▶ _Page_
——————

Re: [boost] [container] New container: why is everybody silent?

25 Aug 2014

      Jeremy Murphy <jeremy.william.murphy <at> gmail.com> writes:
...
OK.  I might have missed it, but I can't see in the docs an explanation of
how to choose L and M for a given data structure and cache line size.  Is
there a formula?
...
I guess I'm concerned that these L and M values limit the ease of
portability, by which I mean the additional effort required to consider the
performance effects of the parameters on one machine or another is very
different to the ease of use of std::vector.
Jeremy, I proposed good default values (L=30, M=60), which could be however 
changed. The default values are good for most PCs. I've performed experiments 
on my laptop and found that these values form plateau. I mean, if you change 
L or M twice, the result changes not more than 7 to 10%. However, if you 
decrease them strongly (L=4, M=4), you can lose 50% performance, if you 
increase them strongly (M=500), insertion/deletion will be performed slowly.  
___ To be brief, you should use default values ___. (Compare this with vector 
behavior: you use default growth strategy, but you can change it if you want.)

If want to get best performance, you should take into account not only 
machine, but also operations your application performs, also size of your 
structure, also memory manager, also typical size of container. If the 
application likes to read/access, large M is preferable. If it likes to 
insert/delete, small M is preferable. Default L is good enough unless you 
want to split/merge containers or perform bulk insertions/deletions (in that 
case L should be slightly increased). Large L is slightly better for big 
containers. Not to mention memory allocation: if ptree_seq contains 1 
element, it allocates the whole leaf or M+ elements. So mobile apps can 
prefer smaller L and M for memory saving.
___ To be brief, if you want 100% performance, you should tune L and M during 
the profiling stage, when the whole application is complete ___.
...

——————

▶ _Listed records_
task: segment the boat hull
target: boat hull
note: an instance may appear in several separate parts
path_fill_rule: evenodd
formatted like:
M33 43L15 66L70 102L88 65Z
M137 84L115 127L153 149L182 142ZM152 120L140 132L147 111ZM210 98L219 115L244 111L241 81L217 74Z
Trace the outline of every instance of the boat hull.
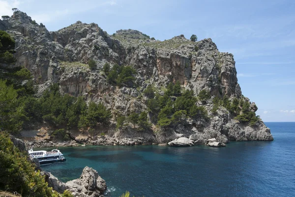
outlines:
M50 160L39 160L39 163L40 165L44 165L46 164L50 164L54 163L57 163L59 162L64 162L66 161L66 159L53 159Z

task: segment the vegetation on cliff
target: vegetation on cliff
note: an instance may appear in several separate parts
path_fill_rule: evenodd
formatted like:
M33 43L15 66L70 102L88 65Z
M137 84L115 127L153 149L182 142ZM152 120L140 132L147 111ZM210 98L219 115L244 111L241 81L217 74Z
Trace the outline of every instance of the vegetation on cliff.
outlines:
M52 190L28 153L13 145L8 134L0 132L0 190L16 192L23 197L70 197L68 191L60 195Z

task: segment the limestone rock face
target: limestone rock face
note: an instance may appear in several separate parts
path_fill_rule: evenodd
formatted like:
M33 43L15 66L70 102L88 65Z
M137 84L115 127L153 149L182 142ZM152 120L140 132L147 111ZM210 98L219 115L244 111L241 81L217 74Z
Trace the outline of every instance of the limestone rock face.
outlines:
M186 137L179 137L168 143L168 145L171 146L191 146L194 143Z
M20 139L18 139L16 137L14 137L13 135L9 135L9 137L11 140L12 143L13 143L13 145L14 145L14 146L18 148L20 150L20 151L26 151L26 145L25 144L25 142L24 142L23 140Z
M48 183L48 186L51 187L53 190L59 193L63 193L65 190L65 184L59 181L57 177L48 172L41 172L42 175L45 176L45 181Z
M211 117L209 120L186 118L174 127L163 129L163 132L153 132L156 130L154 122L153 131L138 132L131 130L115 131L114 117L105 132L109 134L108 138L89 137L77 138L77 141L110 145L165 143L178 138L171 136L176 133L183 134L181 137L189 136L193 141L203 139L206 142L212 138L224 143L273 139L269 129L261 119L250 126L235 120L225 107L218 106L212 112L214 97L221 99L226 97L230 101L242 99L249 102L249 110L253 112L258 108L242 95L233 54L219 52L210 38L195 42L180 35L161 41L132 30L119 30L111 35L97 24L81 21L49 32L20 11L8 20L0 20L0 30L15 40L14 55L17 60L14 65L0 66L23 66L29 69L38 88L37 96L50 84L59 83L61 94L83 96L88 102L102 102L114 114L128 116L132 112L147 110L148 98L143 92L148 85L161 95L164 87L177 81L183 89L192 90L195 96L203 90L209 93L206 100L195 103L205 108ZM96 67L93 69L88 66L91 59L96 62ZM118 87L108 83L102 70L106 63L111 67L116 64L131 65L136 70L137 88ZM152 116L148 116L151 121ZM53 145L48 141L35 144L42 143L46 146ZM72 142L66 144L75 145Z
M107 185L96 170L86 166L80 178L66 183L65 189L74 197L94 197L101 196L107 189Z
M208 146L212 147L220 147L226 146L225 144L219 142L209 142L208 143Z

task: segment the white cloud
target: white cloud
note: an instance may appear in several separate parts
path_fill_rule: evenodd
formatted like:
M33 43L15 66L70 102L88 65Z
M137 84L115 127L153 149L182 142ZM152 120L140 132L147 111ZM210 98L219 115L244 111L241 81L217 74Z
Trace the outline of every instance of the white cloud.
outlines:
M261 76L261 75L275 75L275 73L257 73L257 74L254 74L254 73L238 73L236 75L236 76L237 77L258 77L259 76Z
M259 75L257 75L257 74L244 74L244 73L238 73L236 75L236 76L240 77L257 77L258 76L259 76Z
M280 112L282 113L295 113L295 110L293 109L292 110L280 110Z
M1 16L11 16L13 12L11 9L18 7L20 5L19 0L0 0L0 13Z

——————

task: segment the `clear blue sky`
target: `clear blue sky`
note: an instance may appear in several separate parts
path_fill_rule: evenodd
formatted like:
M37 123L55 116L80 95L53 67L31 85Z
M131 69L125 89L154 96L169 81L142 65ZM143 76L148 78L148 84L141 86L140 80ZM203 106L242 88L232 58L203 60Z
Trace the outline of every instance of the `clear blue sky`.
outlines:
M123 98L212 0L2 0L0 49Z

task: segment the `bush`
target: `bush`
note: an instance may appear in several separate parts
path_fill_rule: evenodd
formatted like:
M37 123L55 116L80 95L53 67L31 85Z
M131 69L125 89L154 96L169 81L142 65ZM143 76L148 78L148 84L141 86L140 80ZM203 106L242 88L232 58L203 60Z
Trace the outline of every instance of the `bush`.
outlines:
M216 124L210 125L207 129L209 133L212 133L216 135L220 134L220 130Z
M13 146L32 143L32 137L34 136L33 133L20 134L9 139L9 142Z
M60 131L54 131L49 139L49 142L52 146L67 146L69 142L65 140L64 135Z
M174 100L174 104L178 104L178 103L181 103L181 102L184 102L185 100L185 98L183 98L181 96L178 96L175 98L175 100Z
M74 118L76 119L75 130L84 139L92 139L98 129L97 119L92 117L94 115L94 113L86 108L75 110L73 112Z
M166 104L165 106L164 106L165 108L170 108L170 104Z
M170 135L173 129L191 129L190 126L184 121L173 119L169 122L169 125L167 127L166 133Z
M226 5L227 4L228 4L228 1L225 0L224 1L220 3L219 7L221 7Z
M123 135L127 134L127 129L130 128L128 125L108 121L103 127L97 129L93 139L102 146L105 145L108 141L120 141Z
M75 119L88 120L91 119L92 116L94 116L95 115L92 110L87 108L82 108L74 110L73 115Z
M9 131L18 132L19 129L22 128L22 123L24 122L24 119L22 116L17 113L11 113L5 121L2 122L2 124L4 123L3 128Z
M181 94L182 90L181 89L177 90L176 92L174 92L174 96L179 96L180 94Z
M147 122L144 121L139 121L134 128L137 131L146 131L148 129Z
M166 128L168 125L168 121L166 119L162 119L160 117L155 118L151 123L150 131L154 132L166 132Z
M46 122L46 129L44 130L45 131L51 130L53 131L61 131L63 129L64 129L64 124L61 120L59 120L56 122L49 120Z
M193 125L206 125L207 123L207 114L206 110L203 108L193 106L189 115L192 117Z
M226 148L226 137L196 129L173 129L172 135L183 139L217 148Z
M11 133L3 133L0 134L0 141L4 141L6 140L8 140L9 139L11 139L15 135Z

——————

▶ _Directions_
(a) What default values for L and M does the container thread propose?
(b) Extend the container mailing-list post from where it stops.

▶ _Answers to the exercise_
(a) L=30 and M=60.

(b)
Well, the point of the bibliography is primarily for anyone looking at your
data structure to understand why it is designed that way.  A specific
reference to a textbook or paper allows us to see that and also potentially
see what you missed.  If your implementation is based on a Wikipedia
article then cite that.  Maybe I'm banging the science drum too hard, but I
personally find that kind of explicit trail of theory helpful.
I mentioned article in wikipedia about rope just because it helps the common 
understanding. It shows how to keep sequence in tree-like structure. The idea 
is quite simple: to keep number of elements in each subtree near the pointer 
to that subtree. If you insert (delete) element, you modify log(N) subtrees, 
so you update log(N) numbers. If you want to access an element with given 
index, you use the search algorithm, which is very similar to tree-search 
algorithm, but you use these numbers instead of index.
Also, I mention rope because it is very respectful and is included into gcc 
under the name of __gnu_cxx::rope.
However, the rest is my optimizations. Firstly, I use btree instead of binary 
tree, which makes data structure cache-efficient. Secondly, I use some 
algoritmic tricks, which allow to improve performance (by constant value). 
The best example is using recursion-free, one-pass update algorithm, which I 
described on my title page.
To be brief, I used an already known concept of keeping sequence in tree-
like structure, and then effectively applied some known optimizations to it.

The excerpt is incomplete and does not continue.